Excerpted text:

_____

Netflixable? Uplifting thanks to electricity — “The Boy Who Harnessed the Wind”

Sentimental and sympathetically-acted, actor-director Chiwetel Ejiofor’s “The Boy Who Harnessed the Wind” immerses us in Third World subsistence farming and the struggle just to have enough to eat in poor, corrupt countries in the developing world.

This Around the World with Netflix film, based on a true story, takes us to rural Malawi in Africa and introduces us to customs, rituals and the difficulties of life that is lived, harvest to harvest.

But when you title your film “Boy Who Harnessed the Wind,” you’re giving away the climax, unless you realize that you cannot make that your climax. Ejiofor’s movie teases and never lets us forget exactly where it’s heading. And it uses an almost unforgivable amount of its running time taking us where we know it is going.

William (Maxwell Simba) is a young teen growing up in Wimbe, a village where the corn is grown by hand and survival is measured in the baskets of dried maize you have in your larder. His father Trywell (Ejiofor, of “Twelve Years a Slave”) works the land he bought with his brother. But as the film opens, that brother dies. Trywell’s control over how the land is cultivated and guarded against flooding is in jeopardy.

Still, he’s got a couple of bright kids. Older daughter Annie (Lily Banda of TV’s “Deep State”) is waiting to get into college. Their mother (Aïssa Maïga of the French films “Paris J’taime” and “Cache”) insists on it. William is on a similar track. It’s just that their local school isn’t free, and Dad’s “after the harvest” isn’t going to cover tuition that’s due now.

Ejiofor teases “the solution” to their problems before all those problems — government corruption and indifference, drought and flood cycles, lumber exploitation, a romance tugging Annie off her path — are laid out in exacting and somewhat laborious detail.

_____

Listing:
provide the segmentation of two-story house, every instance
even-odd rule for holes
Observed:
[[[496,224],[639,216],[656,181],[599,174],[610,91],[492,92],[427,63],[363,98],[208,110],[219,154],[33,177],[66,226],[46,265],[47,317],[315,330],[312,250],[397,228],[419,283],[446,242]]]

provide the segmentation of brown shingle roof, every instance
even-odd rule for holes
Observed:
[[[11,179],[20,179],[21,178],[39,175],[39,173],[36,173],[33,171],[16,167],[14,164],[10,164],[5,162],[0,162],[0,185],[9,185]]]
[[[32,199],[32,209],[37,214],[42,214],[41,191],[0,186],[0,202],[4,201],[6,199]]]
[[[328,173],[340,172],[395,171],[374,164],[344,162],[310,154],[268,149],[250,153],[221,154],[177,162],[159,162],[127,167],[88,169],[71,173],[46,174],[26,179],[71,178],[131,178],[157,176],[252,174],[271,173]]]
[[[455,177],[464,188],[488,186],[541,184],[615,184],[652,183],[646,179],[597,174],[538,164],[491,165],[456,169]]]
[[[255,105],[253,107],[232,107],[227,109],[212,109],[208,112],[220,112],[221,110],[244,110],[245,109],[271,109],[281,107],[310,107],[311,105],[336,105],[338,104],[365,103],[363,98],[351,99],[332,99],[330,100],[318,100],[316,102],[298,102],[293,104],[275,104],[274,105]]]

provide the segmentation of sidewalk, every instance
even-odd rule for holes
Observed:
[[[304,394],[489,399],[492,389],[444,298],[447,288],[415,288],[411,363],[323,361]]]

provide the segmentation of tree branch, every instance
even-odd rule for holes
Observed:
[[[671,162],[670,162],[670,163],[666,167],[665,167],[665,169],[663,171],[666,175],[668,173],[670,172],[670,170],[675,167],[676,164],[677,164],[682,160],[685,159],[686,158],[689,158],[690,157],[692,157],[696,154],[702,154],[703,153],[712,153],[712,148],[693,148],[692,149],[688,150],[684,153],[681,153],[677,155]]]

_____

Parts of the exercise:
a: Using the film review, answer each question:
(i) In which country is the film set?
(ii) Which actor plays William?
(iii) What is Annie waiting to do?
b: Reproduce the film review exactly, starting at "William (Maxwell Simba)" and ending at "that’s due now.".
c: Resume the film review after its final sentence.

Outputs:
a:
(i) Malawi
(ii) Maxwell Simba
(iii) Get into college

b:
William (Maxwell Simba) is a young teen growing up in Wimbe, a village where the corn is grown by hand and survival is measured in the baskets of dried maize you have in your larder. His father Trywell (Ejiofor, of “Twelve Years a Slave”) works the land he bought with his brother. But as the film opens, that brother dies. Trywell’s control over how the land is cultivated and guarded against flooding is in jeopardy.

Still, he’s got a couple of bright kids. Older daughter Annie (Lily Banda of TV’s “Deep State”) is waiting to get into college. Their mother (Aïssa Maïga of the French films “Paris J’taime” and “Cache”) insists on it. William is on a similar track. It’s just that their local school isn’t free, and Dad’s “after the harvest” isn’t going to cover tuition that’s due now.

c:
William is the in-demand tinkerer in Wimbe. Everybody brings their radios to him to fix. And as he rummages through a nearby junkyard, we see the wheels turning in his head as he picks up this old battery or that half-broken water pump. Someday he’s going to discover the word “dynamo,” but we can already see the lightbulb flickering on and off over his head.

Ejiofor milks the cascading crises piling up on this family for all they’re worth. When Trywell looks at his boy and informs him “No one is coming to help us, you have to be a man, now” (in English and Chichewa with English subtitles), we can see William straining at the bit, dying to try out his big idea on his old man.

That spoiler-title and long, teasing storytelling style hamper the film, making “Boy Who Harnessed the Wind” a classic 90 minute movie hidden 113 minute one, and the story arc a classic wait-too-late-to-get-to-the-point melodrama. The “Eureka” moment should have come earlier, perhaps written into a race against the clock to make things work before people starve, or an exploration of how life was forever changed by this Big New Thing.

The “Boy” here has the reins, has the wind and starts to piece together what he’ll need for his harness. Ejiofor needed to let him have it and find more of a movie out of what came afterwards.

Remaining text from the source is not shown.